TASKS TO CARRY OUT:
1. Answer these questions using the Aceh refugee report.
(a) At least how many tents had been put up since Friday?
(b) In which newspaper was Mariyati quoted?
(c) What is the estimated number of GAM fighters?
2. Extend the Aceh refugee report by a few sentences, starting after its final sentence.

As
of Monday, June 16, more than 15,000 residents from 13 villages in the
Jeuli area were living in tents on a soccer field after the military
on Friday, June 13, forced them to leave their homes, Agence
France-Presse (AFP) quoted local reporters as saying.
At
least 100 tents - each big enough to house up to 100 people - had been
erected since Friday, local residents said.
More
than 700 refugees, mostly women and children, are suffering from acute
respiratory illnesses, influenza or skin problems, a health worker at
the camp in Cot Gapu village told reporters.
Mariyati,
a 34-year-old mother of four living at the camp in the rebel-dominated
Bireuen district, said she had not eaten rice since Friday.
"We
did not eat since the first day we came. The rice that was distributed
was only enough for children," she was quoted as saying in
Monday's Koran Tempo newspaper.
Several
thousand villagers were forced to leave there homes as the troops
continue chasing GAM fighters, whose number is estimated at 5,000, so
as not to be caught in the military operations.
"Soldiers
had carried out forced evacuations to prevent villagers from becoming
victims of skirmishes" said Aceh military operations spokesman
Lieutenant Colonel Yani Basuki.
Some
other refugees at the camp are suffering from a lack of clean water
and sanitation problems, the Jakarta Post said.

Coordinate annotation entries:
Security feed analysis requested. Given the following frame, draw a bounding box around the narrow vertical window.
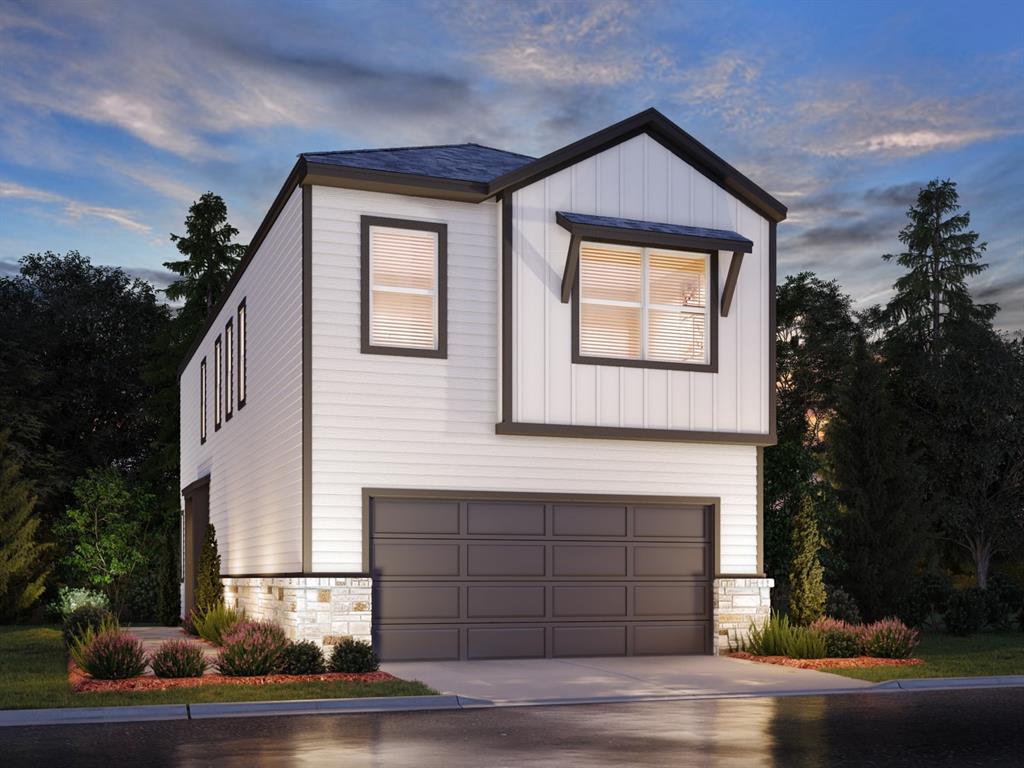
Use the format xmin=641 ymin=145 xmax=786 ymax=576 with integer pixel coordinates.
xmin=213 ymin=336 xmax=224 ymax=432
xmin=239 ymin=299 xmax=246 ymax=411
xmin=199 ymin=357 xmax=206 ymax=445
xmin=224 ymin=319 xmax=234 ymax=421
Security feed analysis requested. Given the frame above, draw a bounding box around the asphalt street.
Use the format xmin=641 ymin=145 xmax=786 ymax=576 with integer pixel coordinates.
xmin=0 ymin=688 xmax=1024 ymax=768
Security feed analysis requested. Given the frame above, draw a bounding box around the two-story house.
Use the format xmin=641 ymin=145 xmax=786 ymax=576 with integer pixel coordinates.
xmin=180 ymin=110 xmax=785 ymax=660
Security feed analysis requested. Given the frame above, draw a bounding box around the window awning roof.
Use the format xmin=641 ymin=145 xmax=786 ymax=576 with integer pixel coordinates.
xmin=555 ymin=211 xmax=754 ymax=317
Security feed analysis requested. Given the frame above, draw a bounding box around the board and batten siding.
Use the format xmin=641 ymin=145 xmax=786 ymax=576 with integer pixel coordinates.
xmin=512 ymin=134 xmax=769 ymax=434
xmin=180 ymin=189 xmax=302 ymax=574
xmin=310 ymin=186 xmax=758 ymax=573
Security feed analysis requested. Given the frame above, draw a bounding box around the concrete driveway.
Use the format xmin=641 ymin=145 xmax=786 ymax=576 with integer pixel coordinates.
xmin=382 ymin=656 xmax=870 ymax=703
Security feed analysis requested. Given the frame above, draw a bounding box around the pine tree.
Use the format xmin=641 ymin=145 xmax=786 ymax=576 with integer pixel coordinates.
xmin=883 ymin=179 xmax=996 ymax=359
xmin=196 ymin=523 xmax=224 ymax=611
xmin=0 ymin=431 xmax=50 ymax=618
xmin=790 ymin=495 xmax=825 ymax=625
xmin=827 ymin=338 xmax=928 ymax=620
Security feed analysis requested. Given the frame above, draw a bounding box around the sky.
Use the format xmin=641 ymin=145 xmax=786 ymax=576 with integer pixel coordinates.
xmin=0 ymin=0 xmax=1024 ymax=331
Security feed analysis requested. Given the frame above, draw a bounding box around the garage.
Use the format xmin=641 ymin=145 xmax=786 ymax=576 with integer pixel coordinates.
xmin=367 ymin=494 xmax=714 ymax=662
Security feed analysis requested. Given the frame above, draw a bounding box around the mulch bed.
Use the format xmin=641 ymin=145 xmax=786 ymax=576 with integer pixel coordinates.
xmin=729 ymin=650 xmax=924 ymax=670
xmin=68 ymin=662 xmax=396 ymax=693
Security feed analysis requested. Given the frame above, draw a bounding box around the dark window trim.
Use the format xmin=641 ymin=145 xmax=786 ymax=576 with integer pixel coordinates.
xmin=224 ymin=317 xmax=239 ymax=422
xmin=213 ymin=334 xmax=224 ymax=432
xmin=199 ymin=357 xmax=207 ymax=445
xmin=359 ymin=216 xmax=447 ymax=359
xmin=234 ymin=296 xmax=249 ymax=411
xmin=571 ymin=244 xmax=718 ymax=374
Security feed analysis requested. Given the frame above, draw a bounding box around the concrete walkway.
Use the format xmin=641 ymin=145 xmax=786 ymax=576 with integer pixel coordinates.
xmin=382 ymin=656 xmax=871 ymax=703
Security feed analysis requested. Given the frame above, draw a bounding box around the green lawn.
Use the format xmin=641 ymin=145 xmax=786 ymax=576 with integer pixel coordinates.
xmin=825 ymin=631 xmax=1024 ymax=682
xmin=0 ymin=627 xmax=437 ymax=710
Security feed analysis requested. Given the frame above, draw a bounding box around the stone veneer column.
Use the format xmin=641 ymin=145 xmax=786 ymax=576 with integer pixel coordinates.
xmin=222 ymin=577 xmax=373 ymax=645
xmin=713 ymin=578 xmax=775 ymax=655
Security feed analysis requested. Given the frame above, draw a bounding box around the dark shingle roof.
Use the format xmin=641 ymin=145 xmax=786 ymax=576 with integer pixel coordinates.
xmin=558 ymin=211 xmax=751 ymax=245
xmin=302 ymin=144 xmax=534 ymax=183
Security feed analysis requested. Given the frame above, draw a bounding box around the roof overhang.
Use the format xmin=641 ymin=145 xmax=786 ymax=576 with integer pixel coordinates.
xmin=555 ymin=211 xmax=754 ymax=317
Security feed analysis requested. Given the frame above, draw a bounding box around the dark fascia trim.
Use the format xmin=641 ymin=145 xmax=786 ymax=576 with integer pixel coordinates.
xmin=181 ymin=474 xmax=210 ymax=496
xmin=362 ymin=487 xmax=722 ymax=579
xmin=571 ymin=250 xmax=718 ymax=374
xmin=302 ymin=159 xmax=490 ymax=203
xmin=488 ymin=109 xmax=786 ymax=225
xmin=359 ymin=216 xmax=447 ymax=359
xmin=178 ymin=159 xmax=305 ymax=379
xmin=302 ymin=184 xmax=313 ymax=572
xmin=495 ymin=422 xmax=775 ymax=445
xmin=721 ymin=251 xmax=749 ymax=317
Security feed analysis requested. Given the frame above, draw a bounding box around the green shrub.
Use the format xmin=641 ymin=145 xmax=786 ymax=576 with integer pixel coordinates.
xmin=150 ymin=640 xmax=210 ymax=678
xmin=864 ymin=618 xmax=918 ymax=658
xmin=62 ymin=603 xmax=118 ymax=648
xmin=281 ymin=640 xmax=327 ymax=675
xmin=46 ymin=587 xmax=111 ymax=624
xmin=943 ymin=587 xmax=986 ymax=637
xmin=71 ymin=629 xmax=145 ymax=680
xmin=742 ymin=613 xmax=825 ymax=658
xmin=810 ymin=618 xmax=864 ymax=658
xmin=825 ymin=587 xmax=860 ymax=626
xmin=191 ymin=603 xmax=245 ymax=645
xmin=214 ymin=621 xmax=288 ymax=677
xmin=329 ymin=637 xmax=381 ymax=674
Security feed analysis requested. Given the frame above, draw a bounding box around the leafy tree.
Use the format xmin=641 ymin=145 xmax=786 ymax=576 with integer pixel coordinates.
xmin=164 ymin=193 xmax=246 ymax=328
xmin=196 ymin=523 xmax=224 ymax=613
xmin=0 ymin=432 xmax=49 ymax=618
xmin=883 ymin=179 xmax=996 ymax=358
xmin=788 ymin=496 xmax=825 ymax=626
xmin=57 ymin=469 xmax=154 ymax=615
xmin=827 ymin=338 xmax=928 ymax=621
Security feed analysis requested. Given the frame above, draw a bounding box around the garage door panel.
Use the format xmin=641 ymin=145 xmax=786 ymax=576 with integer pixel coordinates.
xmin=466 ymin=502 xmax=544 ymax=537
xmin=552 ymin=544 xmax=627 ymax=577
xmin=375 ymin=584 xmax=461 ymax=622
xmin=466 ymin=585 xmax=546 ymax=618
xmin=551 ymin=585 xmax=627 ymax=618
xmin=466 ymin=544 xmax=544 ymax=577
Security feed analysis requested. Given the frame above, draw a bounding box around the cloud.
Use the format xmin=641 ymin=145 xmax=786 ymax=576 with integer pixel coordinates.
xmin=0 ymin=180 xmax=151 ymax=232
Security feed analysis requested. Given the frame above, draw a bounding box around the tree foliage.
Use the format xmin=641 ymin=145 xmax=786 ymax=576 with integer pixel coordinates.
xmin=0 ymin=432 xmax=49 ymax=620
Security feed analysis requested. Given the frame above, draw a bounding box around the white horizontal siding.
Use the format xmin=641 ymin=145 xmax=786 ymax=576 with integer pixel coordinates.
xmin=513 ymin=135 xmax=769 ymax=434
xmin=180 ymin=189 xmax=302 ymax=573
xmin=311 ymin=186 xmax=757 ymax=573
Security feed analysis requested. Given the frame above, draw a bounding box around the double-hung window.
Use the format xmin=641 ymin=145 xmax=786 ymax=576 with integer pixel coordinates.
xmin=573 ymin=242 xmax=715 ymax=370
xmin=361 ymin=216 xmax=447 ymax=357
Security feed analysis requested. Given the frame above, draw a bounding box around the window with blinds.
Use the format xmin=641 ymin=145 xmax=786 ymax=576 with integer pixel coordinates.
xmin=364 ymin=217 xmax=445 ymax=356
xmin=579 ymin=243 xmax=709 ymax=365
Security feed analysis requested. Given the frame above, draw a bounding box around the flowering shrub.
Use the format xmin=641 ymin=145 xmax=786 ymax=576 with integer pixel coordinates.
xmin=150 ymin=640 xmax=209 ymax=677
xmin=810 ymin=617 xmax=864 ymax=658
xmin=281 ymin=640 xmax=326 ymax=675
xmin=214 ymin=621 xmax=288 ymax=677
xmin=331 ymin=637 xmax=381 ymax=673
xmin=71 ymin=629 xmax=145 ymax=680
xmin=863 ymin=618 xmax=918 ymax=658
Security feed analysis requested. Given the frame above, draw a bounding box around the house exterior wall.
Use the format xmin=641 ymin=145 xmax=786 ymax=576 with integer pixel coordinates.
xmin=310 ymin=186 xmax=767 ymax=573
xmin=511 ymin=134 xmax=772 ymax=434
xmin=180 ymin=189 xmax=302 ymax=573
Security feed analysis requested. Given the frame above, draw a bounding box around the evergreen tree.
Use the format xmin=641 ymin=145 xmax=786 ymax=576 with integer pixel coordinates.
xmin=883 ymin=179 xmax=996 ymax=359
xmin=196 ymin=523 xmax=224 ymax=612
xmin=827 ymin=338 xmax=928 ymax=620
xmin=0 ymin=431 xmax=49 ymax=620
xmin=788 ymin=496 xmax=825 ymax=625
xmin=164 ymin=193 xmax=246 ymax=330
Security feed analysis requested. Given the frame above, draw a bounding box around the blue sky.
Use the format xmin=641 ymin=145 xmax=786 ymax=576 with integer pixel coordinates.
xmin=0 ymin=0 xmax=1024 ymax=330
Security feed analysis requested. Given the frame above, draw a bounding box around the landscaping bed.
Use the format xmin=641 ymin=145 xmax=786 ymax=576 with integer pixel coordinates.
xmin=729 ymin=650 xmax=924 ymax=670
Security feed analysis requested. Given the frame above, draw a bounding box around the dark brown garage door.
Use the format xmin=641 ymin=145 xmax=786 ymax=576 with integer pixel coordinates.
xmin=370 ymin=497 xmax=713 ymax=660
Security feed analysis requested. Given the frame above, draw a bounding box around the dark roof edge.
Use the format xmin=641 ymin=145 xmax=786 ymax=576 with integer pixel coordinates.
xmin=488 ymin=108 xmax=786 ymax=222
xmin=178 ymin=158 xmax=306 ymax=379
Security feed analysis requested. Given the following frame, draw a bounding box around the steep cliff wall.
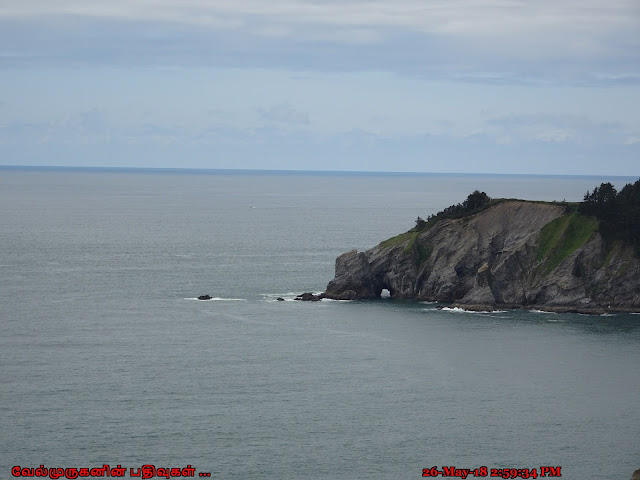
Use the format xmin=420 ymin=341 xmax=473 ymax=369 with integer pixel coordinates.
xmin=324 ymin=201 xmax=640 ymax=310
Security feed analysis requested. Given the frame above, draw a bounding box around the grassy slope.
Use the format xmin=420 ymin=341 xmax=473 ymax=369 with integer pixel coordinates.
xmin=379 ymin=198 xmax=598 ymax=275
xmin=536 ymin=213 xmax=598 ymax=275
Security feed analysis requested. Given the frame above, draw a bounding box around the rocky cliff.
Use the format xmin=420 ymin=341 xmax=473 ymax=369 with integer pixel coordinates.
xmin=323 ymin=200 xmax=640 ymax=312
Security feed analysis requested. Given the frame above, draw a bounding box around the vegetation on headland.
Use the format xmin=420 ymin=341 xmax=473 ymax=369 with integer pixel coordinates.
xmin=536 ymin=213 xmax=598 ymax=275
xmin=578 ymin=179 xmax=640 ymax=255
xmin=380 ymin=179 xmax=640 ymax=262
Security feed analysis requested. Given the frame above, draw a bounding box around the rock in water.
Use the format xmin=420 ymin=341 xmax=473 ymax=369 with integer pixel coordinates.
xmin=294 ymin=292 xmax=322 ymax=302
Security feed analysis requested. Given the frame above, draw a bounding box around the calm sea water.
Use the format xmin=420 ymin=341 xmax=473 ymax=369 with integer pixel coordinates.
xmin=0 ymin=169 xmax=640 ymax=480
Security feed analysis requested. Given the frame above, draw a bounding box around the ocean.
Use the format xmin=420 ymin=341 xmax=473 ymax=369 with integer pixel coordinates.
xmin=0 ymin=167 xmax=640 ymax=480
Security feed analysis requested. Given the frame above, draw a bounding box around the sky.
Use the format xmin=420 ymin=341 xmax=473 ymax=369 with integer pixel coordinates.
xmin=0 ymin=0 xmax=640 ymax=176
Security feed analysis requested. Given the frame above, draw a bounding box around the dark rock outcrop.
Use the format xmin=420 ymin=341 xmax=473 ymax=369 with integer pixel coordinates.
xmin=321 ymin=200 xmax=640 ymax=313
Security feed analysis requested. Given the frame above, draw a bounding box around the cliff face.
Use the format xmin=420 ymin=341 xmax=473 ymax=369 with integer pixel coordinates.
xmin=324 ymin=201 xmax=640 ymax=310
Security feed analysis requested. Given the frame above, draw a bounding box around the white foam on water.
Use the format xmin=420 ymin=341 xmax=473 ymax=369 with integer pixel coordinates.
xmin=185 ymin=297 xmax=247 ymax=302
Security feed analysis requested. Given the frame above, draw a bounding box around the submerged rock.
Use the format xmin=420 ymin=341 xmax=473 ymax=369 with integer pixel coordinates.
xmin=294 ymin=292 xmax=323 ymax=302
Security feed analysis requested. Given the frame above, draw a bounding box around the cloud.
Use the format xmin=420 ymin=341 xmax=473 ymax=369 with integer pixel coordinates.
xmin=256 ymin=103 xmax=310 ymax=126
xmin=0 ymin=0 xmax=640 ymax=84
xmin=486 ymin=113 xmax=629 ymax=146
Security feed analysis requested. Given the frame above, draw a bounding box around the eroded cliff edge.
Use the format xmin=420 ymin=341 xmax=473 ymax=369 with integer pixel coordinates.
xmin=323 ymin=200 xmax=640 ymax=311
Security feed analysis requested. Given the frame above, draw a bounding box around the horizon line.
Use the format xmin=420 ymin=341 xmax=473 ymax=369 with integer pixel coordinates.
xmin=0 ymin=165 xmax=636 ymax=178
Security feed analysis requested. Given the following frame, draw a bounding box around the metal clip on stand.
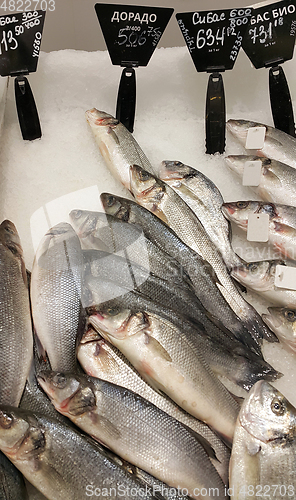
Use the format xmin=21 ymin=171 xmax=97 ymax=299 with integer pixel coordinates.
xmin=206 ymin=73 xmax=226 ymax=154
xmin=269 ymin=65 xmax=296 ymax=137
xmin=14 ymin=75 xmax=42 ymax=141
xmin=116 ymin=66 xmax=136 ymax=132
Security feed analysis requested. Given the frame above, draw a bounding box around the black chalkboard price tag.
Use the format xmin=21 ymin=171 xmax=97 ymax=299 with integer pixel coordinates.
xmin=242 ymin=0 xmax=296 ymax=137
xmin=95 ymin=3 xmax=174 ymax=132
xmin=176 ymin=7 xmax=253 ymax=154
xmin=0 ymin=10 xmax=45 ymax=140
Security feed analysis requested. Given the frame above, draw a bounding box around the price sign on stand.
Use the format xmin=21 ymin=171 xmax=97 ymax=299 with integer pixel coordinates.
xmin=243 ymin=0 xmax=296 ymax=137
xmin=176 ymin=8 xmax=252 ymax=154
xmin=95 ymin=3 xmax=174 ymax=132
xmin=0 ymin=10 xmax=45 ymax=140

ANSWERS IN ORDER:
1.
(a) At least 100 tents.
(b) Koran Tempo.
(c) About 5,000.

2.
"Many
here don't bathe any more," Mustafa Dadih, a 58-year-old
schoolteacher, was quoted as saying. "We have problems washing in
the morning because there isn't enough water."
As
of Sunday, June 15, some 41,855 refugees were living in 16 tented
camps across the province, another military operations spokesman,
Lieutenant Colonel Ditya Sudarsono, told reporters in Banda Aceh
Monday.
An
official with the social affairs ministry, Rinto, told AFP that the
second largest group of around 10,200 refugees could be found in South
Aceh district.
Civilian
Victims
Meanwhile,
the Indonesian Red Cross said it had recovered 176 bodies in civilian
clothes since the country's largest military operation for a
quarter-century began.
"We
do not know and do not make the distinction as to whether the victims
are civilians or (guerrilla) combatants," said M.A. Ria Ison,
spokesman for the Red Cross in Aceh.
He
said the Red Cross' duty was only to take bodies to the nearest
morgue.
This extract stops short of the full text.